**Aim of the task:** Copy the listing below with "single marker" substituted for every "single point", keeping everything else unchanged.

**Records for the task:**
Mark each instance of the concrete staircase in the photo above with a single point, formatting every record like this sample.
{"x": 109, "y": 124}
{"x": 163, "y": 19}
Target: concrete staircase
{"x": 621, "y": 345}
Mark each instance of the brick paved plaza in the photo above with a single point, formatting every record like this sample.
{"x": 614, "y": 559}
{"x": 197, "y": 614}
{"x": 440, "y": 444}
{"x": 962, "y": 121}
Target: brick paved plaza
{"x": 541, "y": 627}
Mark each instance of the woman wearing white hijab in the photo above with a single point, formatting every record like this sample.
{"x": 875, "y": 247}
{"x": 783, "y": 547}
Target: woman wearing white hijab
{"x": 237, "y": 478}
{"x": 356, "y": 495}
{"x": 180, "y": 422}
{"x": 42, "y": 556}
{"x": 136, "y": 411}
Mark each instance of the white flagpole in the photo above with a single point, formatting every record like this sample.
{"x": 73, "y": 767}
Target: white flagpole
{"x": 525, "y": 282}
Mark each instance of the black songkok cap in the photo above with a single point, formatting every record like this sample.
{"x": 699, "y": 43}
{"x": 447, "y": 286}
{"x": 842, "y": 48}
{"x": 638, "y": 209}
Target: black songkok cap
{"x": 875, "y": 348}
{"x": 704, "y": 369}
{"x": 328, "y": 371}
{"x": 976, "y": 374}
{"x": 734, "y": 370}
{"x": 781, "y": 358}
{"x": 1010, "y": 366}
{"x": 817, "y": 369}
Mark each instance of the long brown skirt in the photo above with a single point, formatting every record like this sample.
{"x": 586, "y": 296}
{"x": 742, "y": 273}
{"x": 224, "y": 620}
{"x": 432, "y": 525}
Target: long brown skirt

**Exercise answer:**
Mark each instance of the concrete staircase in the photo above with a single marker, formatting every record like this sample.
{"x": 109, "y": 124}
{"x": 163, "y": 19}
Target: concrete staircase
{"x": 621, "y": 345}
Mark each instance of the brick paved plaza in the photo above with a single marker, formatting every record like this sample.
{"x": 614, "y": 559}
{"x": 197, "y": 614}
{"x": 440, "y": 444}
{"x": 962, "y": 121}
Target: brick paved plaza
{"x": 541, "y": 627}
Mark each instance of the woman wearing white hijab in the photo above with a single marker, formatting every record like this sample.
{"x": 875, "y": 247}
{"x": 783, "y": 547}
Target: woman wearing white hijab
{"x": 237, "y": 478}
{"x": 356, "y": 495}
{"x": 180, "y": 422}
{"x": 42, "y": 556}
{"x": 136, "y": 411}
Mark each instance of the white flagpole in the photo above with a single marker, formatting every record like this sample.
{"x": 73, "y": 767}
Target: white flagpole
{"x": 525, "y": 282}
Mark each instance of the black songkok cap in the photo above with a single marker, formatting every record like this sample.
{"x": 699, "y": 43}
{"x": 447, "y": 286}
{"x": 842, "y": 48}
{"x": 638, "y": 209}
Target: black songkok cap
{"x": 875, "y": 348}
{"x": 704, "y": 369}
{"x": 328, "y": 371}
{"x": 976, "y": 374}
{"x": 734, "y": 370}
{"x": 781, "y": 358}
{"x": 1010, "y": 366}
{"x": 817, "y": 369}
Mark each instance of the long brown skirt in the photo above with a single marker, formatting every record like this sample.
{"x": 586, "y": 296}
{"x": 742, "y": 273}
{"x": 224, "y": 620}
{"x": 432, "y": 525}
Target: long brown skirt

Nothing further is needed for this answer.